◆ Stated problem ◆
Return, unchanged, every line of the records from the line containing "task | indicate the white plastic table" through the end of the records.

◆ Material supplied ◆

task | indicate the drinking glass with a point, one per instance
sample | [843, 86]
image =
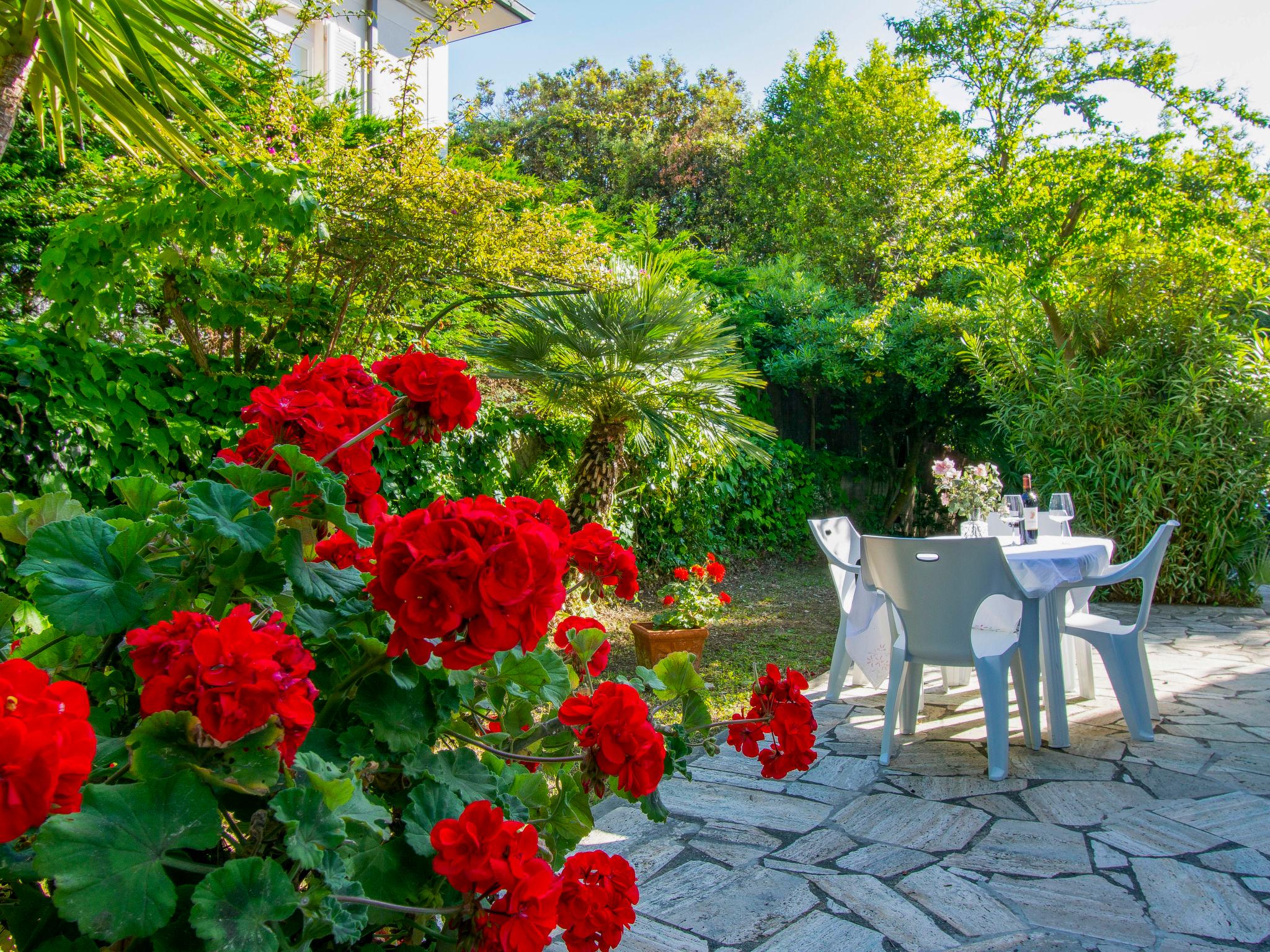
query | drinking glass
[1014, 514]
[1062, 511]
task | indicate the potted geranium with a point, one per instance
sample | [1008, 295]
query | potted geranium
[970, 493]
[690, 603]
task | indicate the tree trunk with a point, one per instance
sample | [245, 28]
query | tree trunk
[14, 70]
[189, 332]
[595, 478]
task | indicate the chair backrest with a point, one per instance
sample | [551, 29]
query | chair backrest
[1048, 524]
[936, 587]
[838, 539]
[1146, 566]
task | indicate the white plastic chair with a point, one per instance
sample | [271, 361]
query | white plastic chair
[1122, 646]
[936, 588]
[840, 541]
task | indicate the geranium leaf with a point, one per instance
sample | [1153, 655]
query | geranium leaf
[406, 719]
[141, 494]
[249, 479]
[19, 519]
[559, 683]
[677, 676]
[171, 742]
[235, 906]
[430, 803]
[230, 513]
[459, 771]
[82, 587]
[311, 827]
[107, 860]
[316, 582]
[342, 792]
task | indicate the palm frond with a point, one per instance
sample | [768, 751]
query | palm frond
[649, 355]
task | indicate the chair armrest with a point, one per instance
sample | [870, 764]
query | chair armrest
[837, 563]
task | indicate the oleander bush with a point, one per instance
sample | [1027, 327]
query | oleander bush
[258, 710]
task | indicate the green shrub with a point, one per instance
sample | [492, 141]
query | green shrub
[1171, 425]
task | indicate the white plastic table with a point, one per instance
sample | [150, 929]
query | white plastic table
[1041, 568]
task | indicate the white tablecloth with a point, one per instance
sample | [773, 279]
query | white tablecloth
[1041, 568]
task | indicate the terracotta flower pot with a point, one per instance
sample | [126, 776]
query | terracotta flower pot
[652, 644]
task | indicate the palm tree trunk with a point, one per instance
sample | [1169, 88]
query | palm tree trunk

◆ Worked answer ◆
task | indicate the white plastic table with a point, one per instance
sample | [150, 929]
query | white plastic table
[1041, 568]
task | indicate the white tablecloth with a point, one per instance
sample | [773, 279]
query | white tablecloth
[1041, 568]
task | indicate the terracotta flower pot with a point, one per instance
sample | [126, 776]
query | terracotta flower pot
[652, 644]
task | indicate the palm tree trunk with a point, one per instance
sample | [1169, 88]
query | palm tree trunk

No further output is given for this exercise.